Source records:

^^^^^^^^

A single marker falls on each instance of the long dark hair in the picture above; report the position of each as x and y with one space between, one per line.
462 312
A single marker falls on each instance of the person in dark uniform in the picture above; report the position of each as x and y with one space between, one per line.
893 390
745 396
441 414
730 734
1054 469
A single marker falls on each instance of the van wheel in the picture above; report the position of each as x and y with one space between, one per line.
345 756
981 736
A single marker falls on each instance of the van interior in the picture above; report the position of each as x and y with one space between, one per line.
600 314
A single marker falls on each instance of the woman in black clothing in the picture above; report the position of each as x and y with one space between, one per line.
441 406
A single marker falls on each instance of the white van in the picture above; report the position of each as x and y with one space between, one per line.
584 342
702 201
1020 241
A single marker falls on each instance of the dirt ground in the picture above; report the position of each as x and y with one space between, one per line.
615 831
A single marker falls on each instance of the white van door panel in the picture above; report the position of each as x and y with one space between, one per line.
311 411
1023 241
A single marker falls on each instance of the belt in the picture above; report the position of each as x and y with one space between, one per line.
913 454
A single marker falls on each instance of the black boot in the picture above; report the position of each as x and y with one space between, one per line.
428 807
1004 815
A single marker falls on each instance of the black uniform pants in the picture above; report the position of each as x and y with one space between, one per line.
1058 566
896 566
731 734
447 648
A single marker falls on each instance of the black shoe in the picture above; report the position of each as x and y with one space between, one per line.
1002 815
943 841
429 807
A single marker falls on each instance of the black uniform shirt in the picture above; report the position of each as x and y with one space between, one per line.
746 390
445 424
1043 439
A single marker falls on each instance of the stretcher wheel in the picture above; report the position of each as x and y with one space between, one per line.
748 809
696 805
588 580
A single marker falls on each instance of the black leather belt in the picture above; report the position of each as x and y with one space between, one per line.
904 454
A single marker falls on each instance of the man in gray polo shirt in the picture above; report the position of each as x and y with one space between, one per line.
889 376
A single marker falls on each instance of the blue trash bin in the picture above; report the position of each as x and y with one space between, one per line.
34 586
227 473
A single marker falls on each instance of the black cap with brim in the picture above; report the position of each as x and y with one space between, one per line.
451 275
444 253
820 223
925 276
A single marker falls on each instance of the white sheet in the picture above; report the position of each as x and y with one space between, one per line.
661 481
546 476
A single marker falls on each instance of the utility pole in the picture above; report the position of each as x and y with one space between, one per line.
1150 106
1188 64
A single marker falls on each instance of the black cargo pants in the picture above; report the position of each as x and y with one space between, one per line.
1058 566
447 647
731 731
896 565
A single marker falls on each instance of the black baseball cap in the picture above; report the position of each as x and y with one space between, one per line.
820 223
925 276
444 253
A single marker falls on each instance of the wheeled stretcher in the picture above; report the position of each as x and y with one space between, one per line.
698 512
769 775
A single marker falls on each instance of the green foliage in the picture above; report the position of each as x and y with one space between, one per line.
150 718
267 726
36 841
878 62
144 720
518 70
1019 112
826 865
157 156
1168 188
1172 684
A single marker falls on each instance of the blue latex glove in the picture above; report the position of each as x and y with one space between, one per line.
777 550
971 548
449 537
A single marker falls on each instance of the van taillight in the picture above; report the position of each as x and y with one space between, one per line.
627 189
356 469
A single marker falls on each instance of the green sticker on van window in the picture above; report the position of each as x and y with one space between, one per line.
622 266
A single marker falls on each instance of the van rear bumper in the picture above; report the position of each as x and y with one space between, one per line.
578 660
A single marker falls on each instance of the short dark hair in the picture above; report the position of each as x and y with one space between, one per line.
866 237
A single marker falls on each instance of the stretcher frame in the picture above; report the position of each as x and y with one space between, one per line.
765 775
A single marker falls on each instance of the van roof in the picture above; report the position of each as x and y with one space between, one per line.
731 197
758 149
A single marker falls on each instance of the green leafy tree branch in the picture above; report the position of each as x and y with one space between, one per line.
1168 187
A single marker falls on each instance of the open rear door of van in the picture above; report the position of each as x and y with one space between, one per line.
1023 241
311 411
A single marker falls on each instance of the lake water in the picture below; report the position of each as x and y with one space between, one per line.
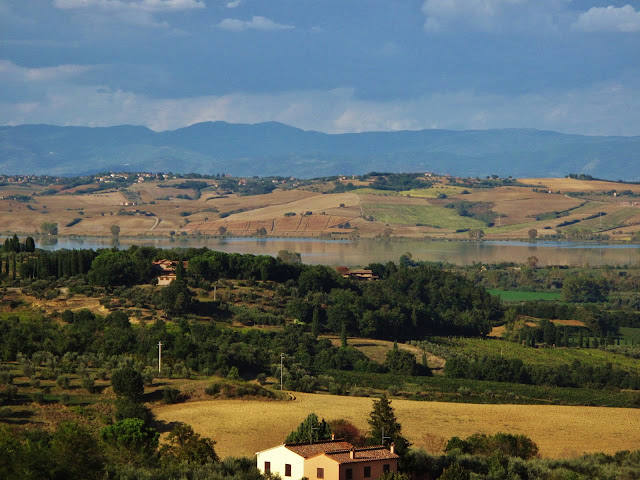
363 252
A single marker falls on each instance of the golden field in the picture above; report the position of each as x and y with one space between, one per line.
153 208
243 427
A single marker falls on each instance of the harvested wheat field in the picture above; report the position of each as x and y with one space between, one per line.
243 427
575 185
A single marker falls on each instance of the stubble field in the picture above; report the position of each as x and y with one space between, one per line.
243 427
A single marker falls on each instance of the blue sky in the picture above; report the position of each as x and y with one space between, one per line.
327 65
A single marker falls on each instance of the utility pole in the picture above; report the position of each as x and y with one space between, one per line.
383 437
281 360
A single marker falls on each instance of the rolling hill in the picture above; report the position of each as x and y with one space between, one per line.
277 149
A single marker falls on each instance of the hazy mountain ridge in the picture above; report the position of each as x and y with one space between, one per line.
276 149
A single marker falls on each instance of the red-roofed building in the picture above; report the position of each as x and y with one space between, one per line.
330 460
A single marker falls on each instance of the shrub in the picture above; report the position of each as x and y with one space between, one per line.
126 408
170 395
63 382
37 397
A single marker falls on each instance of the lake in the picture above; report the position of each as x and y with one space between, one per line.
363 252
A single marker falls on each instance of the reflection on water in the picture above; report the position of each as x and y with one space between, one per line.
363 252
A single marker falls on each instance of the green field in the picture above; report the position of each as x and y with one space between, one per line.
630 334
432 192
541 356
430 215
515 296
607 222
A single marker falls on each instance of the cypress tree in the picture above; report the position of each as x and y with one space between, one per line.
343 336
315 323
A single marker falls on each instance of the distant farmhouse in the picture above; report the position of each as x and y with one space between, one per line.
329 460
357 274
167 270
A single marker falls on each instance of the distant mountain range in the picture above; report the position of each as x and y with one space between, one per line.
276 149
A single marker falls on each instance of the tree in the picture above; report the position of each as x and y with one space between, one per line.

^^^^^^^^

## Requirement
Each record must be repeated exactly, and no picture may be carried over.

## Response below
A single marker falls on each instance of the long dark hair in the picture above; report the position of each as x and y with one space between, one per line.
462 312
A single marker falls on each instance of the person in dark uniform in the picture above; report the position of each as x and y with one space between, one per line.
893 390
745 396
441 414
730 734
1054 469
A single marker falls on each instance of the van wheel in the picture above; report the position of each as x and y with one space between, one per line.
345 756
981 736
A single marker falls on each instance of the van interior in the picture above; report the position of each as x and y with one space between, one per line.
600 314
A single marker falls on each instance of the woman in black clothing in the picture above; report the position of each as x and y with one space between, one per line.
441 406
A single marker falls on each instance of the white van in the picture above; report the position of each as x and y with one space between, one per line.
584 342
702 201
1020 241
A single marker falls on each instance of the dirt ground in the picture above; report the position of each as x and y with one space between, one per line.
615 831
A single marker falls on each instance of the white van door panel in the picture above; report the position of each as x and y with one space between, one per line.
311 411
1023 241
A single marker falls on each instance of the belt in the picture above; report the position of each as x and y with one space between, one per line.
913 454
A single marker falls on each instance of the black boot in the picture above; report the position of each as x and y with one space between, one per line.
428 807
1004 815
A single marker falls on each instance of the black uniform pants in the picture above; report the position of each as x and y with one space between, one per line.
1058 566
896 566
731 734
447 648
A single marker falls on each instance of the black shoe in the picture above; report the position of each as x and y with one space between, one per line.
1002 815
943 841
429 807
A single marker falls on each instance of the black uniform shirt in the picture above; report the position of each as x and y with one space between, one per line.
746 390
445 424
1043 439
A single marker falls on each instance of the stretcher wheel in the picture above; report the position of each as x and y with one space between, one per line.
748 809
696 805
588 580
A single marker falls on each instance of the black leather belt in the picture above; report the position of each as x and y with one space between, one per line.
904 454
A single marker falls on each instance of the man in gray polo shirt in the picture above; report the position of each as x and y with one space between, one per line.
889 376
A single marker falls on each instance of the blue trash bin in the picture above; report the position of each as x and y with one space between, one per line.
34 586
227 473
A single marker falls on each instance of the black cap with brim in the picture above; report the position of each as x and y with one space between, one per line.
451 275
444 253
820 223
925 276
A single marker falls on each instance of the white sheet in the picture above; report the position of each as x and y with one space between, one per line.
661 481
546 476
A single marker falls on each instance of the utility pole in the picture above; report the position of each as x and y with one space between, one per line.
1150 106
1188 64
A single marker falls on each instance of the black cargo pants in the picture above; report the position of each as x and y with one space between, one per line.
1058 566
447 647
731 731
896 565
A single marker falls on each instance of the black baseball cap in the picture above; report the position of each as x and y with one space between, one per line.
820 223
925 276
444 253
A single marker falls on each instance of the wheeled stretcher in the picture above; report the position of each as x and y with one space between, one per line.
698 512
769 775
A single marker falls on each instance of the green foliage in the picture above; report the position of each as x and y with one space between, one per line.
150 718
267 726
36 841
878 62
144 720
518 70
1019 112
826 865
157 156
1168 188
1172 684
A single marker falls on each instance of the blue latex glove in the picture above; report the position of each as x and y with one space between, one per line.
777 550
971 548
449 537
A single marker falls on each instance of the van taillight in the picture above; report the position of each as x and y with one space between, one per line.
627 189
356 469
A single marker falls on each instance of the green sticker on van window in the picture above; report the position of each as x and y with one space between, one per line.
622 266
A single marker falls on each instance of the van rear bumper in the picture above; report the position of each as x and y with one space between, one per line.
578 660
A single marker falls on each instance of the short dark hair in the picture above; report the position of each as x and y with one space between, one per line.
866 237
A single marker falls on each instance of the stretcher frame in the picture above; report the position of each as x and y with one space between, one per line.
765 775
A single marker falls on each instance of the van roof in the picture above; report the position of each as x and y with one space between, one per line.
731 197
758 149
A single marker falls on each instance of the green leafy tree branch in the picture above; report the position of each as x and y with one space between, one per line.
1168 187
A single marker falls on each instance of the open rear door of van in the picture above; report the position of each as x and y with one space between, one per line.
1023 241
311 411
A single marker falls on each instance of the lake water in the picture below; report the position of each as x and y with one space between, one per line.
363 252
A single marker falls on each instance of the golden field in the picture above; report the position of each as x and y with one space between, one per line.
153 208
243 427
A single marker falls on each instance of the harvested wheat field in the picture above; report the position of each as x and y with one space between, one per line.
243 427
575 185
A single marker falls on each instance of the stubble field in the picture above; report the position of each as x and y with one space between, one per line.
243 427
A single marker falls on each instance of the blue sky in the picture above; report the position of each as x and y with one space between, one per line.
327 65
A single marker falls on each instance of the utility pole in the picture above; report the position of each as x and y with one space between, one per line.
383 437
281 360
A single marker falls on each instance of the rolling hill in the picture above; report the position of each as x and y with one space between, one per line.
277 149
A single marker falls on each instance of the hazy mountain ridge in the picture above; report the position of each as x and y with one space between, one per line.
276 149
A single marker falls on each instance of the red-roofed building in the picture above; report the position of each as x and y with one space between, one per line.
330 460
A single marker falls on each instance of the shrub in the picture above; report the position of each as x and y with one space between, one per line.
126 408
170 395
63 382
37 397
A single marker falls on each instance of the lake in the picture above; report the position of each as x and y with one space between, one per line.
363 252
A single marker falls on each instance of the reflection on water in the picture above; report the position of each as x and y with one space between, one per line.
363 252
A single marker falls on each instance of the green field in the picture above; report the position of each as x and y with one space between, one per line.
630 334
432 192
541 356
430 215
515 296
607 222
A single marker falls on each instance of the cypress tree in the picture above; report the position of each as x and y with one space between, one per line.
343 336
315 323
A single marker falls on each instance of the distant farmhouse in the picture above; report the position of each as x and y with one space between, one per line.
329 460
357 274
167 270
A single marker falls on each instance of the distant mountain range in the picture above; report the position of each as x and y with one space between, one per line.
276 149
A single marker falls on each instance of the tree in the picture above; report the position of each as x and y with one space between, one per line.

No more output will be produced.